# Record extracts:
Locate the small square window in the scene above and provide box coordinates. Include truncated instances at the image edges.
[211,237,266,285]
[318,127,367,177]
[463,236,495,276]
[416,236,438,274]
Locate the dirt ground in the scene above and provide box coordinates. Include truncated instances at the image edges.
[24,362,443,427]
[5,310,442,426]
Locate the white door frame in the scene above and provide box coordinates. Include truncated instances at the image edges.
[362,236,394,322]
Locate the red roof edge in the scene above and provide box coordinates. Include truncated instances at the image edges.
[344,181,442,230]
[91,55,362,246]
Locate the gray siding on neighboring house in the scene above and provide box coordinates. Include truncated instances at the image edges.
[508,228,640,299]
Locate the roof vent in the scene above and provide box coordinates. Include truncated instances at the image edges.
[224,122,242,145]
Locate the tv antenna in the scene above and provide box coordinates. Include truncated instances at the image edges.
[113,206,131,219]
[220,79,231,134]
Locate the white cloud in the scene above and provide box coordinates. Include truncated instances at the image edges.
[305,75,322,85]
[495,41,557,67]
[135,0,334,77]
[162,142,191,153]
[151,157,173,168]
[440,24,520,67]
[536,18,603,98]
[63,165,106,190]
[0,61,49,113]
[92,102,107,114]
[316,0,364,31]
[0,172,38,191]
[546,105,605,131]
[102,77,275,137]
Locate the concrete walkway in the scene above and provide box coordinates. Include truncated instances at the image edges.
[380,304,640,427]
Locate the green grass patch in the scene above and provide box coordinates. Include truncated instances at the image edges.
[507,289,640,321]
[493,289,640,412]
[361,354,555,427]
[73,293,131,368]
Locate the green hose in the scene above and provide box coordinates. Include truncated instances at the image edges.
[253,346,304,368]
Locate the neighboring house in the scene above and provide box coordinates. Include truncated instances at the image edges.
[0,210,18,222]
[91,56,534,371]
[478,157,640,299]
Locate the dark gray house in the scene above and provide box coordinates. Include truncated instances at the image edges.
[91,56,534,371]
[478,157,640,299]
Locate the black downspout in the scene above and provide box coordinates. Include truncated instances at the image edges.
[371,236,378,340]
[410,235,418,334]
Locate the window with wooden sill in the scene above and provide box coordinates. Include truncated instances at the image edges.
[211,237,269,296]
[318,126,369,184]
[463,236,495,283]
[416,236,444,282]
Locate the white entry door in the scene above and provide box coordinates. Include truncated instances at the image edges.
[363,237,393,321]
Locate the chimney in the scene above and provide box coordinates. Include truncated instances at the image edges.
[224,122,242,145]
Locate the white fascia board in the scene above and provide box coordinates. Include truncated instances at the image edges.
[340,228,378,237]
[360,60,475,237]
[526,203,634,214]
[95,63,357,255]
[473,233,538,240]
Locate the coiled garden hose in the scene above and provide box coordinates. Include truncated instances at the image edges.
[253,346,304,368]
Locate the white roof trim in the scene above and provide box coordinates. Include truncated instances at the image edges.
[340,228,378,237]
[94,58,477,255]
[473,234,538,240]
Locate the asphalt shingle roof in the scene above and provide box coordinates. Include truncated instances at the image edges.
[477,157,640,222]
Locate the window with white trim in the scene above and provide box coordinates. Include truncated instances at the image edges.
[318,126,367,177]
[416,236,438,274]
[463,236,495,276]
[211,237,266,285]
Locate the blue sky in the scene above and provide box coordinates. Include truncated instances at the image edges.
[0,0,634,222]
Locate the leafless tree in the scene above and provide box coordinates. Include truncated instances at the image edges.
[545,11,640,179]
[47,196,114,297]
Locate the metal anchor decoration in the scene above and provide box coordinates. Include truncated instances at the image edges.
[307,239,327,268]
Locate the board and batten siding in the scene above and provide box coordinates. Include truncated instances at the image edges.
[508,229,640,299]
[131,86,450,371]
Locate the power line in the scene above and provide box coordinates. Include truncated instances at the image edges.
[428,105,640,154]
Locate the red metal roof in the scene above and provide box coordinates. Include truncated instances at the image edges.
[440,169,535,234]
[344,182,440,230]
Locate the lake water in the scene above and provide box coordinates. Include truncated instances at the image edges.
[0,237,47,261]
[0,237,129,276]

# The task:
Output all the rows above as a Markdown table with two columns, Entry and Content: number each row in Entry, put its line in Content, and leave out blank lines.

# Written answer:
| Entry | Content |
|---|---|
| 1 | Locate the small square window in the scene above and provide box coordinates. Include truncated instances at the image edges. |
| 2 | [211,237,266,285] |
| 3 | [318,127,367,177] |
| 4 | [463,236,495,276] |
| 5 | [416,236,438,274] |
| 6 | Locate the dirt ground in the scene above and provide box coordinates. Include truncated instances at the image edges. |
| 7 | [24,362,443,427] |
| 8 | [5,310,442,426] |
| 9 | Locate the white door frame in the scene above and provide box coordinates. Include truncated instances at the image edges. |
| 10 | [362,236,394,322] |
| 11 | Locate the red roof edge in the scene above and provide box coordinates. Include truncated instances at the image edges. |
| 12 | [344,181,442,230] |
| 13 | [91,55,362,246] |
| 14 | Locate the gray siding on neighboring house in the scene above and provide box coordinates. Include truncated instances at the image edges. |
| 15 | [508,228,640,299] |
| 16 | Locate the roof vent in the scene above and provide box coordinates. Include truncated instances at the image edges. |
| 17 | [224,122,242,145] |
| 18 | Locate the tv antenna in the scene above and provide box coordinates. Include truncated instances at the image edges. |
| 19 | [113,206,131,219] |
| 20 | [220,79,231,134] |
| 21 | Locate the white cloud in the scene above and provide box coordinates. Include truncated instances at the image edges. |
| 22 | [305,75,322,85] |
| 23 | [495,41,557,67] |
| 24 | [135,0,334,77] |
| 25 | [162,142,191,153] |
| 26 | [151,157,173,168] |
| 27 | [440,24,520,67] |
| 28 | [536,18,603,98] |
| 29 | [63,165,106,190] |
| 30 | [0,61,49,113] |
| 31 | [92,102,107,114] |
| 32 | [316,0,364,31] |
| 33 | [0,172,38,191] |
| 34 | [546,105,605,131] |
| 35 | [102,77,275,137] |
| 36 | Locate the concrete walkway in the scene above and provide box coordinates. Include truncated instances at the image edges. |
| 37 | [380,304,640,427] |
| 38 | Locate the green grass patch in the scene above and provide box coordinates. Include truncated instances at the image edges. |
| 39 | [507,289,640,321] |
| 40 | [493,289,640,412] |
| 41 | [361,354,555,427] |
| 42 | [73,293,131,368] |
| 43 | Locate the green hose in the scene above and provide box coordinates. Include truncated instances at the image edges. |
| 44 | [253,346,304,368] |
| 45 | Locate the neighboring house in the scene above and provide box coordinates. Include truncated instances at the image edges. |
| 46 | [0,210,18,222] |
| 47 | [91,56,534,371] |
| 48 | [478,157,640,299] |
| 49 | Locate the dark gray house in the scene above and provide box coordinates. Include truncated instances at the image edges. |
| 50 | [91,56,534,371] |
| 51 | [478,157,640,299] |
| 52 | Locate the black downspout in the scene above and provide box coordinates. Include truncated instances at the image edges. |
| 53 | [371,236,378,340] |
| 54 | [410,235,418,334] |
| 55 | Locate the window with wooden sill in the scene above and provide box coordinates. Include truncated instances at the image edges. |
| 56 | [211,237,269,296] |
| 57 | [318,126,369,184] |
| 58 | [463,236,495,283] |
| 59 | [416,236,444,282] |
| 60 | Locate the white entry door in the scene above and provide box coordinates. Include truncated instances at the image edges. |
| 61 | [363,237,393,321] |
| 62 | Locate the chimney in the scene above and provide box coordinates. Include truncated instances at the image edges. |
| 63 | [224,122,242,145] |
| 64 | Locate the white fascia board in the scene above and provide box coordinates. Include truncated instances at the image edges. |
| 65 | [340,228,378,237] |
| 66 | [360,60,475,237] |
| 67 | [526,203,634,214] |
| 68 | [95,63,357,255] |
| 69 | [473,233,538,240] |
| 70 | Locate the coiled garden hose in the scene above and provide box coordinates. Include truncated instances at the image edges. |
| 71 | [253,346,304,368] |
| 72 | Locate the white roof trim in the scene above and provide box coordinates. Include truncated instances at the image edges. |
| 73 | [340,228,378,237] |
| 74 | [94,58,477,255] |
| 75 | [473,234,538,240] |
| 76 | Locate the asphalt shingle roof in the scene above and provide box coordinates. Include truncated instances at the image edges. |
| 77 | [477,157,640,222] |
| 78 | Locate the window with white trim in the scene above and provide box coordinates. Include truncated instances at the image edges. |
| 79 | [318,126,367,177] |
| 80 | [416,236,438,274] |
| 81 | [463,236,495,276] |
| 82 | [211,237,266,285] |
| 83 | Locate the blue sky in the scene above and provide box coordinates. Include truncated instances at the image edges. |
| 84 | [0,0,634,222] |
| 85 | Locate the leafless tree in the scene above and provide box coordinates. Include truncated instances at the image edges. |
| 86 | [545,11,640,179] |
| 87 | [47,196,114,297] |
| 88 | Locate the metal anchor decoration in the scene above and provide box coordinates. Include truncated instances at the image edges. |
| 89 | [307,239,327,268] |
| 90 | Locate the board and batten siding in the scene above and provide box coordinates. Include truncated instances at the image edges. |
| 91 | [508,229,640,299] |
| 92 | [131,86,450,371] |
| 93 | Locate the power line in the scene above and provide box coordinates. Include truncated instances at the image edges. |
| 94 | [428,105,640,154] |
| 95 | Locate the red metal roof in the scene above and provide box coordinates. Include truncated instances at the image edges. |
| 96 | [440,169,535,234] |
| 97 | [344,182,440,230] |
| 98 | Locate the lake water in the scene above and provide box coordinates. Include truncated instances at the image edges. |
| 99 | [0,237,47,261] |
| 100 | [0,237,129,276] |